Tarea A
Responde estas preguntas con datos del texto sobre la abuela maestra:
(i) ¿Cuántos años tenía quien narra en la época que recuerda?
(ii) ¿Cómo se llamaba el curso que marcaba el paso de "ser pequeño" a "empezar a dejar de serlo"?
(iii) ¿A qué se dedicaba la abuela materna?
Tarea B
Retoma el texto sobre la abuela maestra y sigue escribiéndolo a partir de su última frase.

Fragmento para leer
━━━━━━━━━━━━━━━━

Proclamar
que un libro cambie una vida, salvo en el matiz religioso, me parece quizá
excesivo; como algo dogmático, inamovible.
Pero
sí me parece medianamente posible, dentro del poco amor a la lectura que hay
entre determinadas generaciones, que un libro dé qué pensar más de los que
otros, por muy buenas historias con que nos deleiten al leerlas.
Tenía
yo nueve años, de aquella edad sincera, tierna y muy inocente y de un plan de
estudios en el que había un curso que se llamaba Ingreso. Era común en todos
los colegios, religiosos o no, y en realidad era el paso de "ser
pequeño" a "empezar a dejar de serlo". El curso, académicamente
hablando se titulaba: Ingreso en el Instituto; fuera quien fuera el colegio que
lo impartiera.
En
casa, mi abuela materna, era maestra; y pronto tomó las riendas educativas de
la instrucción de sus nietos. Y yo era el segundo en la lista dinástica, con lo
que me tocó de lleno. El primer Pipa, Pipo y Boa, me los enseñó ella; y si no
hubiera sido porque nos abandonó muy pronto, estoy seguro que no me hubiera
dejado de su mano hasta finalizar "Cum laudae", los estudios que
hubiera realizado. Pero me dejó su impronta. Nos dejó, porque los nietos a los
que llegó a tratar, salieron lectores.

━━━━━━━━━━━━━━━━

Lista de entradas
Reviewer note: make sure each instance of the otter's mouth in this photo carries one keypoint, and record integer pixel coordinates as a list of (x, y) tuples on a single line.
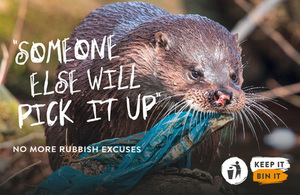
[(217, 101)]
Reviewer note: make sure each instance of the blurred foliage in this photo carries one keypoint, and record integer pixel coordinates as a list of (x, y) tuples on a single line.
[(264, 59)]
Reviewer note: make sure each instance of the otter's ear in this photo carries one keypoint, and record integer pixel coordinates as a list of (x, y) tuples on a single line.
[(162, 40)]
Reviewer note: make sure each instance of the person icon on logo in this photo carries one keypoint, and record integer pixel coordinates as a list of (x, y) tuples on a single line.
[(234, 170), (238, 169)]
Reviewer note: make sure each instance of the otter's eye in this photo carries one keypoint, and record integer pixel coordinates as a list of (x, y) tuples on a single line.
[(234, 77), (195, 74)]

━━━━━━━━━━━━━━━━

Respuesta A
(i) Nueve años.
(ii) Ingreso; académicamente, Ingreso en el Instituto.
(iii) Era maestra.

Respuesta B
Y
en aquél año en el que yo estudiaba
Ingreso, ella se fue para siempre.
Teníamos
lectura, naturalmente, y varias horas diarias, haciendo hincapié el profesor,
en la comprensión de lo que leíamos. No era cuestión sólo de leer,
que servía para coger fluidez lectora, sino,
sobre todo, no hacer el papagayo y entender lo que leíamos.
En
los años sesenta, posiblemente por el régimen que se daba en España, el libro
que en mi colegio, de los "Baberos", se seleccionó para
"estudiar" fue "El Quijote". Así, como suena.
Era
una edición, muy pensada para poder ser asimilada por cabecitas que intentaban
entrar de puntillas en el mundo de la lectura seria; fuera de lo que solía ser
lo normal, tebeos y cuadernillos de aventuras. Nada de denostarlos, sino todo
lo contrario. Soy de los que pienso que aquellas lecturas de domingos fueron,
realmente, las que nos obligaron a atrevernos con otras a medida que fuimos
creciendo. Quizá hoy, falte ese escalón, para mí, primordial.
Y
aquél primer día de curso, en el que abrí
"Mi Quijote", en mi interior algo me dijo que me estaba
haciendo mayor. El libro, de pastas
duras, era como "El Catón"; pero algo le hacía distinto. Era un libro
comparable, pensaba yo con mi corto entender de nueve años, con cualquiera de
los que mis padres tenían siempre como lectura.
Y
comencé a leerlo en alto, por designio del profesor: "En un lugar de La
Mancha..." "Para....¿sabes lo que es La Mancha?"....
Y
así, me hacía detener la lectura ante cualquier atisbo de un entrecejo fruncido
al ir desgranando las palabras utilizadas en aquellos albores de El Quijote.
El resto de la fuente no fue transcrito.